* EXERCISE TASK
Copy out everything from the beginning of the records down to and including the line that contains "0 0 626 177", leaving the pictures out of your copy.

Recorded data

========

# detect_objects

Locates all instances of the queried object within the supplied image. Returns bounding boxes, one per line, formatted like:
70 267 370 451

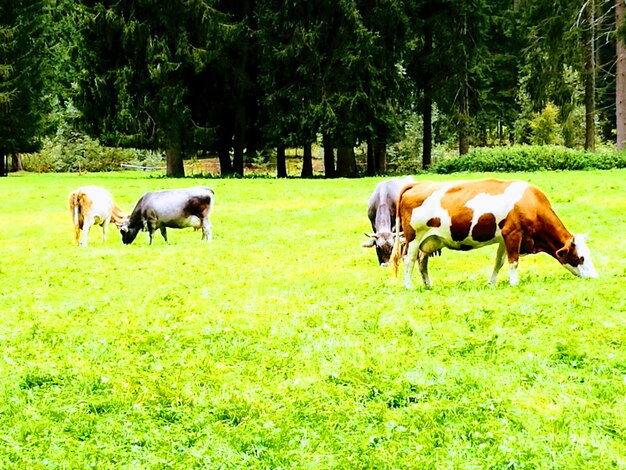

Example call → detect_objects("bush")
22 135 162 173
434 145 626 174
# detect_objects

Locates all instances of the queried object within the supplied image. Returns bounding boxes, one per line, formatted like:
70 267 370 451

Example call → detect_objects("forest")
0 0 626 178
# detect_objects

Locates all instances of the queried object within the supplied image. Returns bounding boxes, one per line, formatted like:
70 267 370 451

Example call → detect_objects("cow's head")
111 215 130 231
556 235 598 277
119 219 139 245
361 232 395 266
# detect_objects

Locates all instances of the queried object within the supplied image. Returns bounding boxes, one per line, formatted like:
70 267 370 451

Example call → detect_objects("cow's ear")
556 240 574 259
361 238 376 248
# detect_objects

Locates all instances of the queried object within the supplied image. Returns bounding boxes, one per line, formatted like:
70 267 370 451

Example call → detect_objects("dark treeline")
0 0 626 177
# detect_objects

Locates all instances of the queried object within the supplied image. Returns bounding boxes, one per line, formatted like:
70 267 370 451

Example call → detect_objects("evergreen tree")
0 0 47 174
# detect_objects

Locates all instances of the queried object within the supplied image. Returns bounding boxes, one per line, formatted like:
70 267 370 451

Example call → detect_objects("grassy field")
0 171 626 470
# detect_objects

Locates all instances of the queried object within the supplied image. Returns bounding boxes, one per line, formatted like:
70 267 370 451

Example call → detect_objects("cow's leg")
202 217 213 242
74 222 80 243
489 242 506 285
418 251 431 287
504 232 522 286
102 217 111 243
78 217 94 246
146 222 156 245
404 240 421 289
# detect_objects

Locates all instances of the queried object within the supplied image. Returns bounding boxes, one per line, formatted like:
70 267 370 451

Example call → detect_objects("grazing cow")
120 186 214 245
69 186 127 246
361 176 414 266
391 179 598 288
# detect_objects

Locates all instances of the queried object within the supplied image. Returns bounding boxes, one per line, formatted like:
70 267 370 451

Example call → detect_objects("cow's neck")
376 203 392 232
532 211 574 258
111 206 126 223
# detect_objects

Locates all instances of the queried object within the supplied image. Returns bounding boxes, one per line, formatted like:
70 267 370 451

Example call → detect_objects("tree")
81 0 224 177
615 0 626 150
0 0 47 174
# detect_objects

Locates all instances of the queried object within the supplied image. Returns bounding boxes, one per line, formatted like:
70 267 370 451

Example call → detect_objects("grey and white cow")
120 186 215 245
361 176 415 266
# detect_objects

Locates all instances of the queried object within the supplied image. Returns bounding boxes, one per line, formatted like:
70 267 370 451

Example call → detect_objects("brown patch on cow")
441 179 511 242
472 212 496 242
426 217 441 228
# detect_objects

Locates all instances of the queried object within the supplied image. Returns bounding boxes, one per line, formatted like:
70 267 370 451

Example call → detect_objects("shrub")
22 135 162 173
434 145 626 174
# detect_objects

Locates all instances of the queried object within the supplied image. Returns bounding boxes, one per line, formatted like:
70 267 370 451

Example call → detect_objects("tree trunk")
337 146 357 178
0 150 9 176
584 0 596 152
11 153 24 172
276 145 287 178
233 104 246 176
615 0 626 150
365 139 376 176
322 135 337 178
217 141 233 176
373 142 387 173
422 19 433 169
300 144 313 178
459 83 469 155
165 145 185 178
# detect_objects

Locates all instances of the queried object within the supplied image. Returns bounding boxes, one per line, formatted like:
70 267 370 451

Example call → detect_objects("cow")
361 176 414 266
120 186 215 245
391 179 598 289
69 186 128 246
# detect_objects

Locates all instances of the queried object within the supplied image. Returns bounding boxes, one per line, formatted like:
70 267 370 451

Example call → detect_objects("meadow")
0 170 626 470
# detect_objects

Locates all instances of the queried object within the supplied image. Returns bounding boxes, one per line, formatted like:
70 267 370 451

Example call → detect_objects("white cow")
69 186 128 246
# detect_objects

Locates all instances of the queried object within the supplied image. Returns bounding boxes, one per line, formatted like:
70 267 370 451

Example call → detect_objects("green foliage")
434 145 626 173
0 170 626 470
22 133 163 173
530 102 560 145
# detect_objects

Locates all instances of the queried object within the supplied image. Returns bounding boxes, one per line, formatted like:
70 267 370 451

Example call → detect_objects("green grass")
0 170 626 469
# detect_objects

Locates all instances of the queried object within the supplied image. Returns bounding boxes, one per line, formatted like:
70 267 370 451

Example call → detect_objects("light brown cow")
391 179 598 288
69 186 128 246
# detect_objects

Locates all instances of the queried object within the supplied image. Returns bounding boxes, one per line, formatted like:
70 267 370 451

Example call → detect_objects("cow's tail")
389 215 402 277
389 184 412 277
69 191 81 242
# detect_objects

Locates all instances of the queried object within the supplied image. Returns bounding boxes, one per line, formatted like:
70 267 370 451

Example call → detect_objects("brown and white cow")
69 186 127 246
391 179 598 288
361 176 415 266
120 186 215 245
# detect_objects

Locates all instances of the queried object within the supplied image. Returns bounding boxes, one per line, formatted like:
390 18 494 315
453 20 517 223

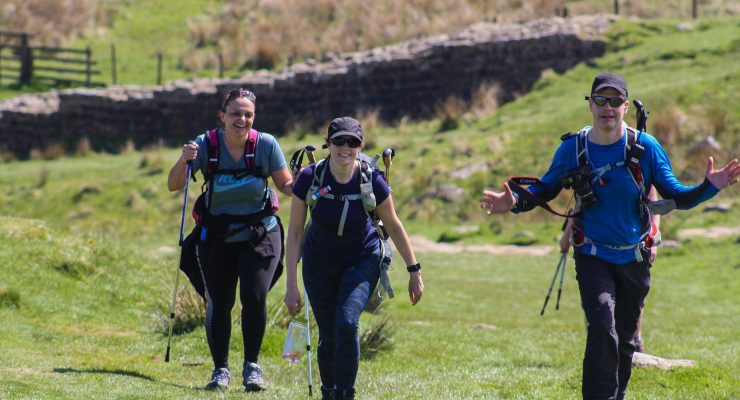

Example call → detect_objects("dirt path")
409 236 555 256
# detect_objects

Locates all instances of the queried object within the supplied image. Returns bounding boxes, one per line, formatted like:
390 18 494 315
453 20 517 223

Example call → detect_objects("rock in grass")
632 352 696 369
0 286 21 308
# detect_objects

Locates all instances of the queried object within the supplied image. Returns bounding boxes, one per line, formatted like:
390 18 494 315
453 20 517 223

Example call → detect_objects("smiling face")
588 87 629 131
329 135 364 166
219 97 255 137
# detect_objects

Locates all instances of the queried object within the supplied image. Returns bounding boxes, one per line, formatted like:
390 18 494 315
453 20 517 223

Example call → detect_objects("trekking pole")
305 144 316 164
632 99 650 133
383 147 396 186
303 286 313 396
540 253 568 315
164 161 193 362
555 253 568 310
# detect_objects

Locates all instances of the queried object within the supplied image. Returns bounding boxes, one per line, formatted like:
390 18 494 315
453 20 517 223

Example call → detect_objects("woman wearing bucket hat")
285 117 424 400
480 73 740 399
167 89 293 391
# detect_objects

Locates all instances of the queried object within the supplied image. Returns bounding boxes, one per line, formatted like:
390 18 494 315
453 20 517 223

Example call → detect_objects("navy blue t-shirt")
293 160 391 268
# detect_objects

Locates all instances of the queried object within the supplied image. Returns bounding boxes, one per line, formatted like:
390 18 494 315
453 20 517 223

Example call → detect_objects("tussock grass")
0 286 21 308
155 282 206 335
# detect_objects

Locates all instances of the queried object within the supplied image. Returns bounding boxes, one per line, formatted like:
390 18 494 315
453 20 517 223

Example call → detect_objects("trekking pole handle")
305 144 316 164
179 160 193 247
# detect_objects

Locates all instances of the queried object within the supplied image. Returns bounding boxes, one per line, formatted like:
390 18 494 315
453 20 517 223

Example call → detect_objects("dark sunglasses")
329 138 362 149
586 96 627 107
221 88 257 111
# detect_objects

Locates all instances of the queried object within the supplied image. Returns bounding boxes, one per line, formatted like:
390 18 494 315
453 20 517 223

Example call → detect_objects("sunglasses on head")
586 96 627 107
329 137 362 149
221 88 257 111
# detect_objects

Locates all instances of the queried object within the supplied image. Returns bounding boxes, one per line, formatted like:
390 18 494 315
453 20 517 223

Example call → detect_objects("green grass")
0 218 740 399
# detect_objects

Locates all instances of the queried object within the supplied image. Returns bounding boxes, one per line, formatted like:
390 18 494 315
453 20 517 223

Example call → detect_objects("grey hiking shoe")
206 368 231 390
242 362 267 392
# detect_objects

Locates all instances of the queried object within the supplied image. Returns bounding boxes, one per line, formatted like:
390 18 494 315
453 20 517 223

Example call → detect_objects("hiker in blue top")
285 117 424 400
167 89 293 391
480 73 740 399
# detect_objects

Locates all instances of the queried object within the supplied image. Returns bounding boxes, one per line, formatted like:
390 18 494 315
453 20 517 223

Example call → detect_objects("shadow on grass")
53 368 193 389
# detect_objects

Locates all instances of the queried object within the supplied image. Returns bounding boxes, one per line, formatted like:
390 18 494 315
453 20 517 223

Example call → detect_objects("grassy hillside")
0 0 740 98
0 15 740 399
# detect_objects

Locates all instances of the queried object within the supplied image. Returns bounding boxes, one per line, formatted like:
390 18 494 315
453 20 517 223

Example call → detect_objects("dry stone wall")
0 16 610 158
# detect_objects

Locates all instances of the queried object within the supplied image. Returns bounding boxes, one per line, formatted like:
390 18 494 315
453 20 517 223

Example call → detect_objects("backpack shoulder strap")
576 128 588 168
624 128 646 191
244 129 260 173
205 129 221 181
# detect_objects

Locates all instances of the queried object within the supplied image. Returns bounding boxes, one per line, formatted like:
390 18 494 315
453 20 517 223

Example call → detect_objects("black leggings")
198 228 282 368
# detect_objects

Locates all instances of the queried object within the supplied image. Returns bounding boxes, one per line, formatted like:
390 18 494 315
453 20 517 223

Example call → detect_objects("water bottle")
282 317 308 363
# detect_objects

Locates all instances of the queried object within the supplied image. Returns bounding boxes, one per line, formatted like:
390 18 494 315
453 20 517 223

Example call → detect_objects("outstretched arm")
375 195 424 305
480 182 516 215
706 156 740 190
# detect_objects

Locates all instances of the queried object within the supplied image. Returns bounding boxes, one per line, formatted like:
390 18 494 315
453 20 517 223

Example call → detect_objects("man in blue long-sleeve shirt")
480 73 740 399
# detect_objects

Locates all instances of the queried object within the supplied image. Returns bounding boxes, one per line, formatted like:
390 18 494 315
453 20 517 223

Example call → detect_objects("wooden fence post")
110 43 118 85
157 52 162 86
18 33 33 85
218 51 224 78
85 46 92 86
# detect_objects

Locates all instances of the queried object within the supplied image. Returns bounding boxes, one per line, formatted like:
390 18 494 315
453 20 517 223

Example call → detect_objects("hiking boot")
321 386 334 400
242 362 267 392
634 336 645 353
334 389 355 400
206 368 231 390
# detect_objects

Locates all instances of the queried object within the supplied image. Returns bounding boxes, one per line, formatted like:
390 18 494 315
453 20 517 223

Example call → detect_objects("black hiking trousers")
575 250 650 400
198 227 283 368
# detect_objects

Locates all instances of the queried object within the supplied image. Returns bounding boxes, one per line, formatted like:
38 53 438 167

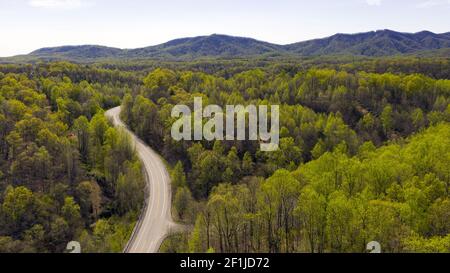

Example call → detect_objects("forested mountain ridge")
3 30 450 62
0 57 450 253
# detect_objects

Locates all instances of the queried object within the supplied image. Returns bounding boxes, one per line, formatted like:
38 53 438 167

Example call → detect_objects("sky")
0 0 450 57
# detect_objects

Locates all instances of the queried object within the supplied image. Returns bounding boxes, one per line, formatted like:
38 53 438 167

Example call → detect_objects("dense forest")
0 63 143 252
0 57 450 252
117 59 450 252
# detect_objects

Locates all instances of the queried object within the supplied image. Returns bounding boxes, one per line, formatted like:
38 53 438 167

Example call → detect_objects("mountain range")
5 30 450 61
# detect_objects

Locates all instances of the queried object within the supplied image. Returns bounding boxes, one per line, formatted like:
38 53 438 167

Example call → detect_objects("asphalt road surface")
106 107 175 253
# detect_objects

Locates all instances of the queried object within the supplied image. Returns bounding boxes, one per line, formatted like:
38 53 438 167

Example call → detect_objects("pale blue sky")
0 0 450 56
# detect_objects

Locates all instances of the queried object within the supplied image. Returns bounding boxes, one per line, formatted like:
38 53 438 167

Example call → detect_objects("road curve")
106 107 175 253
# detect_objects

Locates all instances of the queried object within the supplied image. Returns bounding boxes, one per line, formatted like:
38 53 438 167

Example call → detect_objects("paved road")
106 107 175 253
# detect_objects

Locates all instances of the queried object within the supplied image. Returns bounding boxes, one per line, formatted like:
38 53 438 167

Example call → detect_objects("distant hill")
126 34 284 59
284 30 450 56
3 30 450 61
29 45 123 59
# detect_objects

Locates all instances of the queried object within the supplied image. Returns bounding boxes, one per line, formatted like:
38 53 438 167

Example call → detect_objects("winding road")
106 107 176 253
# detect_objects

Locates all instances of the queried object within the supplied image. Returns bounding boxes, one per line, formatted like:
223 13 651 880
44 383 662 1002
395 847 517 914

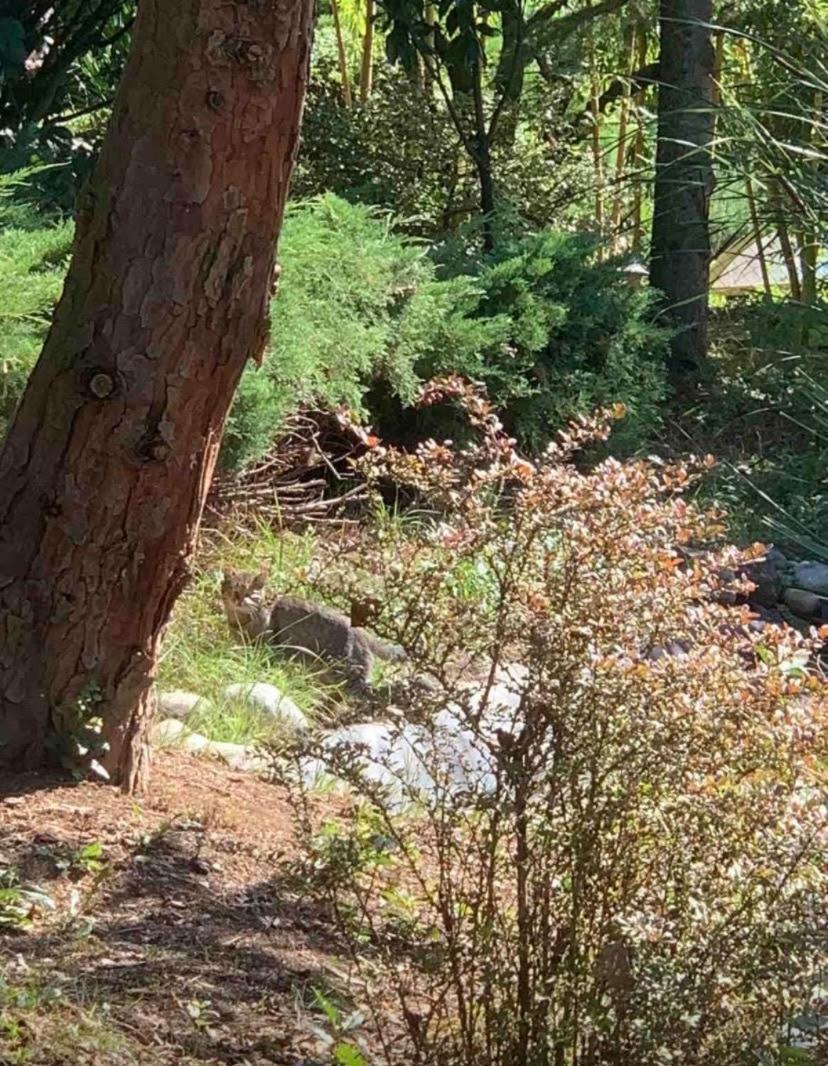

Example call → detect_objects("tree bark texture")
0 0 312 790
650 0 714 384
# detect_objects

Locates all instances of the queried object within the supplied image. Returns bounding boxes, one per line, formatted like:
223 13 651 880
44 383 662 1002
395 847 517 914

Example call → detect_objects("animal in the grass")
222 570 406 683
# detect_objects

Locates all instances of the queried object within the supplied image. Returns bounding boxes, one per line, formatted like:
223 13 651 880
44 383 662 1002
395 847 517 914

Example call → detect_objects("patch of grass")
157 524 338 744
0 972 137 1066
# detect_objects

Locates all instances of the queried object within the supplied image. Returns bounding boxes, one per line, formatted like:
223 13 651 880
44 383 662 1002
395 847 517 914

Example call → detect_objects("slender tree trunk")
589 32 604 232
632 26 647 254
359 0 374 103
650 0 714 386
0 0 311 790
612 27 635 243
330 0 354 108
472 63 496 252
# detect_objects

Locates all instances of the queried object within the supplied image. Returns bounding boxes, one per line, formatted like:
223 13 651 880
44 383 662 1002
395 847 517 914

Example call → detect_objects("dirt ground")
0 752 360 1066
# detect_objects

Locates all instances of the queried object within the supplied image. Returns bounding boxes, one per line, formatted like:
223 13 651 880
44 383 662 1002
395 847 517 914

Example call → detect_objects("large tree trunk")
650 0 714 385
0 0 311 789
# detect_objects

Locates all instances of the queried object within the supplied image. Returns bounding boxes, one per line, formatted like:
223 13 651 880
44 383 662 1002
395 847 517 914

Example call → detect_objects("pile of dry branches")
205 409 374 528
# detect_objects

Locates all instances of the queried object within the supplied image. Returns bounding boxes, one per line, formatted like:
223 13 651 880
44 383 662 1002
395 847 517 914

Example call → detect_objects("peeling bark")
0 0 312 789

========

* RESULT
# detect_objects

Locates all instances of the queried object within the supplied image. Returns bounding boxes, one per line, formatted like:
70 267 370 451


Example call → detect_objects("bush")
22 135 162 173
434 145 626 174
# detect_objects

Locates all instances of the queried object within the supplied image. Returns bounding boxes, one per line, formatted like:
70 267 370 451

Example call → detect_objects("forest")
0 0 626 178
# detect_objects

Locates all instances of the queried object within the supplied image. Returns bounding boxes, one per line, formatted like:
70 267 370 451

Example call → detect_objects("cow's head")
111 215 130 231
556 235 598 277
119 219 139 245
361 232 395 266
# detect_objects

Locates all instances of the queried object within the supplied image. Returns bounding boxes, one per line, formatted like:
70 267 370 451

Example call → detect_objects("cow's ear")
556 240 574 259
361 238 376 248
# detect_objects

Locates all instances of the queried object within the supplied image. Returns bounding boxes, one per line, formatted like:
70 267 370 451

Example call → detect_objects("dark treeline")
0 0 626 177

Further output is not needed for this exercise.